> _Op te lossen_: Zet alle regels uit de records hieronder in een genummerde lijst en laat de lege regels weg.

Opgeslagen records
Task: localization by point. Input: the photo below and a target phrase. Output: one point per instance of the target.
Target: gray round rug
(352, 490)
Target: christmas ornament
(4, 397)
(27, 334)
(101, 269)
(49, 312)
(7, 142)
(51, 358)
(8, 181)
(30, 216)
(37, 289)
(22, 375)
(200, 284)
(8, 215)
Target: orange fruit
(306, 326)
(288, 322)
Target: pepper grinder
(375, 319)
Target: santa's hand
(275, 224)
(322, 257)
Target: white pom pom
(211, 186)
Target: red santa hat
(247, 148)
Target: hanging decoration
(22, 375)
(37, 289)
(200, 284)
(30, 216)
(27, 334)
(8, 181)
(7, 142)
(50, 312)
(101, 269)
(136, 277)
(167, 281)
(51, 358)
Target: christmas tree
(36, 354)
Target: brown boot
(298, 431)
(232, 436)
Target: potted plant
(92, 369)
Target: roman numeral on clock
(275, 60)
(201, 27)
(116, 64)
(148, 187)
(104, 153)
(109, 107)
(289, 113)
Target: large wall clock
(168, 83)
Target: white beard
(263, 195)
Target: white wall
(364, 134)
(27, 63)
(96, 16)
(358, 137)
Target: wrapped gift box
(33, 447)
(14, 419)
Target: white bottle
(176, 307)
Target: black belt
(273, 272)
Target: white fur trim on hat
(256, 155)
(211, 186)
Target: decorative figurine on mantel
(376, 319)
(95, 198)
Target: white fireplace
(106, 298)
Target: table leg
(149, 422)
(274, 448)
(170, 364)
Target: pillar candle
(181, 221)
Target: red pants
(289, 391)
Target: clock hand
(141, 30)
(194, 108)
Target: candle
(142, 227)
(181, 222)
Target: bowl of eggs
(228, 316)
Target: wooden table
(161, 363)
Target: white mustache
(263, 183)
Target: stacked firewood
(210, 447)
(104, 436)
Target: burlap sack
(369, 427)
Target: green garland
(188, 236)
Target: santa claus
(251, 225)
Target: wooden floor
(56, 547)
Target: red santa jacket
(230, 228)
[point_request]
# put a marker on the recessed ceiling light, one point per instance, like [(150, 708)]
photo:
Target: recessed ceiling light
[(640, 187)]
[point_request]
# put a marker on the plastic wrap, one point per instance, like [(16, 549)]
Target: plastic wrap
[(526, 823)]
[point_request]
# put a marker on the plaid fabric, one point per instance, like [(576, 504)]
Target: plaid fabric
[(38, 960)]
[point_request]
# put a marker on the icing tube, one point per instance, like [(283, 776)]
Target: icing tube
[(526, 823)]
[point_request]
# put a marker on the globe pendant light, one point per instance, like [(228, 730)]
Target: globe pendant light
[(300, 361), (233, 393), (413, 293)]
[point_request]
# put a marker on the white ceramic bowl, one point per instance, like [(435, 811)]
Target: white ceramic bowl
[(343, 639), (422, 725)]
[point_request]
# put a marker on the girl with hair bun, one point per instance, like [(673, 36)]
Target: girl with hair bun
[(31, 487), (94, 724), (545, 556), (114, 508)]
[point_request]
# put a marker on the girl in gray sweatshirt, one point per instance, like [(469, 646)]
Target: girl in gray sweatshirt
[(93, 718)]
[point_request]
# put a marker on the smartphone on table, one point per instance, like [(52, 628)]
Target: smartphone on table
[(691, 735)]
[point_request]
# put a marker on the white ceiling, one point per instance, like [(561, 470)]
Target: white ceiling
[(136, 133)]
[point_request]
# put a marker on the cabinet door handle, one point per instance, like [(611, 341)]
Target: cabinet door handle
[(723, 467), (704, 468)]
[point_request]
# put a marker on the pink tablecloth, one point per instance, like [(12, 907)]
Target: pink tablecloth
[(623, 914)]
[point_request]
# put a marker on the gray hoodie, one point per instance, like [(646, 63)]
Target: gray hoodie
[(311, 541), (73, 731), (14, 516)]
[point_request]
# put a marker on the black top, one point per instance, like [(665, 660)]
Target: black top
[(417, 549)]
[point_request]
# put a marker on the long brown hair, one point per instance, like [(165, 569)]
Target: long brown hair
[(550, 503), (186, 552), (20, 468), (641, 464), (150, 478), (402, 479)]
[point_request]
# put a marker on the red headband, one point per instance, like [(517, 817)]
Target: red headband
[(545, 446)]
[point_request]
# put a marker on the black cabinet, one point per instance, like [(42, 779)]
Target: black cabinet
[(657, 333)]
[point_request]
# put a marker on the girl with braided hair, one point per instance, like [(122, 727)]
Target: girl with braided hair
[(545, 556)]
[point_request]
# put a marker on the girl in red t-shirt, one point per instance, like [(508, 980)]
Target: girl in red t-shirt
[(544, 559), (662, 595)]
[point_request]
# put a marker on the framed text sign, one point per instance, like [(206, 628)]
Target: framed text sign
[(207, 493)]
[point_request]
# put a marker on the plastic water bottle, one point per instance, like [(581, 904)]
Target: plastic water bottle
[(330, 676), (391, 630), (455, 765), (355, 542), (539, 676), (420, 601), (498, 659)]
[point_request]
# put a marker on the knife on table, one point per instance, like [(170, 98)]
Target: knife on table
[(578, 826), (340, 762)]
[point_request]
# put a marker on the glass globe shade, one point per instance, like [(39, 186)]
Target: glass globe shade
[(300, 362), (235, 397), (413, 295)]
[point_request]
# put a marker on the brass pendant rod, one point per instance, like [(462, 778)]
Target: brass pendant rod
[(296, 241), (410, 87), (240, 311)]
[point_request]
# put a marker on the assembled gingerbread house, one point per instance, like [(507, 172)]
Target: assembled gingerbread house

> _Volledig antwoord_:
1. Task: localization by point. Input: the photo below and a target phrase. Output: one point per instance of the target.
2. Target: gray round rug
3. (352, 490)
4. Target: christmas ornament
5. (4, 397)
6. (27, 334)
7. (101, 269)
8. (49, 312)
9. (7, 142)
10. (51, 358)
11. (8, 181)
12. (30, 216)
13. (37, 289)
14. (22, 375)
15. (200, 284)
16. (8, 215)
17. Target: orange fruit
18. (306, 326)
19. (288, 322)
20. Target: pepper grinder
21. (375, 319)
22. Target: santa's hand
23. (275, 224)
24. (322, 257)
25. Target: white pom pom
26. (211, 186)
27. Target: red santa hat
28. (247, 148)
29. Target: hanging decoration
30. (22, 375)
31. (37, 289)
32. (200, 284)
33. (30, 216)
34. (27, 334)
35. (8, 181)
36. (7, 142)
37. (50, 312)
38. (101, 269)
39. (136, 277)
40. (167, 281)
41. (51, 358)
42. Target: christmas tree
43. (36, 354)
44. Target: brown boot
45. (298, 431)
46. (232, 436)
47. Target: potted plant
48. (92, 369)
49. Target: roman numeral on clock
50. (275, 60)
51. (201, 27)
52. (116, 64)
53. (148, 187)
54. (104, 153)
55. (109, 107)
56. (289, 113)
57. Target: large wall clock
58. (168, 83)
59. Target: white beard
60. (263, 195)
61. Target: white wall
62. (364, 134)
63. (27, 63)
64. (96, 16)
65. (358, 137)
66. Target: wrapped gift box
67. (33, 447)
68. (14, 419)
69. Target: white bottle
70. (176, 307)
71. Target: black belt
72. (273, 272)
73. Target: white fur trim on hat
74. (256, 155)
75. (211, 186)
76. Target: decorative figurine on mantel
77. (376, 319)
78. (95, 198)
79. Target: white fireplace
80. (106, 298)
81. Target: table leg
82. (149, 422)
83. (274, 448)
84. (170, 364)
85. Target: pillar candle
86. (181, 221)
87. Target: red pants
88. (289, 391)
89. Target: clock hand
90. (141, 30)
91. (194, 108)
92. Target: candle
93. (142, 227)
94. (181, 222)
95. Target: bowl of eggs
96. (228, 316)
97. Target: wooden table
98. (161, 363)
99. Target: white mustache
100. (263, 183)
101. Target: stacked firewood
102. (210, 447)
103. (104, 436)
104. Target: burlap sack
105. (369, 427)
106. Target: green garland
107. (188, 236)
108. Target: santa claus
109. (251, 225)
110. Target: wooden floor
111. (56, 547)
112. Target: red santa jacket
113. (230, 228)
114. [point_request]
115. # put a marker on the recessed ceiling light, one point per instance, like [(150, 708)]
116. photo:
117. Target: recessed ceiling light
118. [(640, 187)]
119. [point_request]
120. # put a marker on the plastic wrap, one point per instance, like [(16, 549)]
121. Target: plastic wrap
122. [(526, 823)]
123. [point_request]
124. # put a marker on the plaid fabric, one point per instance, like [(576, 504)]
125. Target: plaid fabric
126. [(38, 960)]
127. [point_request]
128. # put a marker on the icing tube, one point per instance, like [(283, 776)]
129. Target: icing tube
130. [(526, 823)]
131. [point_request]
132. # put a marker on the globe pendant light, one point per instance, like [(228, 730)]
133. Target: globe pendant light
134. [(300, 361), (233, 393), (413, 293)]
135. [point_request]
136. # put a marker on the white ceramic bowl, one point per instance, like [(435, 811)]
137. Target: white ceramic bowl
138. [(343, 639), (422, 725)]
139. [point_request]
140. # put a marker on the girl with hair bun, one point per instance, like [(673, 36)]
141. Target: girl with hair bun
142. [(31, 487), (94, 724), (545, 556), (114, 508)]
143. [point_request]
144. # put a marker on the girl in gray sweatshirt, one point per instance, like [(469, 646)]
145. Target: girl in gray sweatshirt
146. [(93, 718)]
147. [point_request]
148. # put a marker on the smartphone on table, one point per instance, like [(52, 628)]
149. Target: smartphone on table
150. [(691, 735)]
151. [point_request]
152. # put a marker on the white ceiling, one point per instance, like [(561, 470)]
153. Target: white ceiling
154. [(136, 133)]
155. [point_request]
156. # put a marker on the cabinet door handle, one point per instance, like [(611, 341)]
157. Target: cabinet door handle
158. [(723, 467), (704, 468)]
159. [point_request]
160. # put a marker on the pink tablecloth, one point per instance, like [(12, 907)]
161. Target: pink tablecloth
162. [(623, 914)]
163. [point_request]
164. # put a marker on the gray hoodie, one point per instance, like [(646, 63)]
165. Target: gray hoodie
166. [(311, 541), (73, 731), (14, 516)]
167. [point_request]
168. # put a marker on the black top, one point per instance, like [(665, 660)]
169. Target: black top
170. [(417, 549)]
171. [point_request]
172. # put a marker on the long brown hair, one point per instance, like [(165, 569)]
173. Target: long brown hair
174. [(550, 503), (186, 552), (20, 468), (641, 464), (150, 478), (402, 479)]
175. [point_request]
176. # put a marker on the red headband, one point per instance, like [(517, 817)]
177. Target: red headband
178. [(545, 446)]
179. [point_request]
180. # put a marker on the black cabinet, one point per instance, like [(42, 779)]
181. Target: black cabinet
182. [(657, 333)]
183. [point_request]
184. # put a marker on the girl with braided hair, one point per instance, like [(122, 727)]
185. Target: girl with braided hair
186. [(545, 556)]
187. [point_request]
188. # put a marker on the girl in red t-shirt, one point per instance, like [(508, 980)]
189. Target: girl in red t-shirt
190. [(544, 559), (662, 595)]
191. [point_request]
192. # put a marker on the framed text sign, one point per instance, like [(206, 628)]
193. Target: framed text sign
194. [(207, 493)]
195. [point_request]
196. # put a marker on the plastic water bottle, one point per instance, like [(581, 904)]
197. Target: plastic water bottle
198. [(330, 676), (391, 630), (455, 765), (355, 542), (539, 676), (420, 601), (498, 659)]
199. [point_request]
200. # put a marker on the knife on table, one point per instance, like [(170, 98)]
201. Target: knife on table
202. [(578, 826), (340, 762)]
203. [point_request]
204. # put a marker on the glass globe shade, one point per instance, like [(39, 186)]
205. Target: glass globe shade
206. [(300, 362), (235, 397), (413, 295)]
207. [point_request]
208. # put a marker on the brass pendant rod, one point per instance, like [(462, 778)]
209. Target: brass pendant rod
210. [(296, 241), (410, 87), (240, 311)]
211. [point_request]
212. # put a marker on the assembled gingerbread house, one point per instance, like [(507, 172)]
213. Target: assembled gingerbread house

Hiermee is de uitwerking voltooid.